| RECORDS FOR THIS TASK |
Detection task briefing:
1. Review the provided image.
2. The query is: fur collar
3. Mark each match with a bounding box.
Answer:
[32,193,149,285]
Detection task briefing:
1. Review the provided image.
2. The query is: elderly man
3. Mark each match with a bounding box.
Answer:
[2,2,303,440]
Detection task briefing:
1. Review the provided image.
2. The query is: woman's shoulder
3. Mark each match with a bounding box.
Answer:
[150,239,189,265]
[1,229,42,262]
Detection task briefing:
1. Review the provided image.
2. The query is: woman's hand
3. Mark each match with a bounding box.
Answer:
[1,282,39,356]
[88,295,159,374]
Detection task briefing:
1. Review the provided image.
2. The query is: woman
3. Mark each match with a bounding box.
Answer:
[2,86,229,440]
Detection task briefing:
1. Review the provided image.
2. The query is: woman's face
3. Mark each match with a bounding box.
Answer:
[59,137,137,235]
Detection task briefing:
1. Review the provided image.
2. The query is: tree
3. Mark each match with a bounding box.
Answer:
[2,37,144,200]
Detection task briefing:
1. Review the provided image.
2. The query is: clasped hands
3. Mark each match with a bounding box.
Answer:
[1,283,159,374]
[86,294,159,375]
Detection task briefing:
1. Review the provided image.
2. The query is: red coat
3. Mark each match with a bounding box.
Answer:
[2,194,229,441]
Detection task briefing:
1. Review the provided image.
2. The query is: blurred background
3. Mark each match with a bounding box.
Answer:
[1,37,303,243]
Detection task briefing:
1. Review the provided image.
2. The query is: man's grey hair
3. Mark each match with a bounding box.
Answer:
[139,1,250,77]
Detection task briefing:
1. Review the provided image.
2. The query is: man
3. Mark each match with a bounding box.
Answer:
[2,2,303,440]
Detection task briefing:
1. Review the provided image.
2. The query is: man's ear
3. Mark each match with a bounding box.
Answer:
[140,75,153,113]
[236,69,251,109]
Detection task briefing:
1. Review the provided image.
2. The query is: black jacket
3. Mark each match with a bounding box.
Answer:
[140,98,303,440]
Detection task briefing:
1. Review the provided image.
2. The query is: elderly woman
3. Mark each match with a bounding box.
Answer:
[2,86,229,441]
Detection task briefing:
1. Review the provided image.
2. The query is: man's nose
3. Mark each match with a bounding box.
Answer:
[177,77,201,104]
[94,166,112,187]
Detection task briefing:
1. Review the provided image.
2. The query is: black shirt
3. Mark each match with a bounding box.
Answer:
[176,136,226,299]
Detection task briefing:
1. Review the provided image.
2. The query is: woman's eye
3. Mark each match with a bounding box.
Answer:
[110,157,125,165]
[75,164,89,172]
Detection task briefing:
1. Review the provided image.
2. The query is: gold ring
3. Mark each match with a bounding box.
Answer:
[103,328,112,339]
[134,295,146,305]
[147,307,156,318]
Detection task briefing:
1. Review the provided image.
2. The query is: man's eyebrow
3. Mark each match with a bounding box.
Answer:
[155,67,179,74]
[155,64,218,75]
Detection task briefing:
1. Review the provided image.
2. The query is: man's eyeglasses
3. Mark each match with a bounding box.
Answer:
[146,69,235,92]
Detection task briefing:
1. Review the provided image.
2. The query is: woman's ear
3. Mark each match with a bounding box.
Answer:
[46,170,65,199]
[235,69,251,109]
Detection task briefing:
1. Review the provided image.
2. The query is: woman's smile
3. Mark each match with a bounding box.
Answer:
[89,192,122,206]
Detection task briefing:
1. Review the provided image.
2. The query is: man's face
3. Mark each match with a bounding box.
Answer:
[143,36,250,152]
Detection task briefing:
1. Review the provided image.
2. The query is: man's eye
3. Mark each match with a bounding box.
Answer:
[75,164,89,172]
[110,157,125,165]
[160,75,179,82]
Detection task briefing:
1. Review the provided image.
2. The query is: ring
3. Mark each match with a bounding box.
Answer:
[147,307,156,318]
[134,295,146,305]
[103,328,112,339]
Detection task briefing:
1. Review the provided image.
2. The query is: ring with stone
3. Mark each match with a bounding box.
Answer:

| EXERCISE INSTRUCTIONS |
Rename "fur collar" to "wool scarf" in the records, starting at the first line and ending at the line that contains "[32,193,149,285]". Give back only those lines, with nothing else altered.

| WORKED SOLUTION |
Detection task briefing:
1. Review the provided image.
2. The query is: wool scarf
3. Mark each match with a bounding box.
Answer:
[32,193,149,285]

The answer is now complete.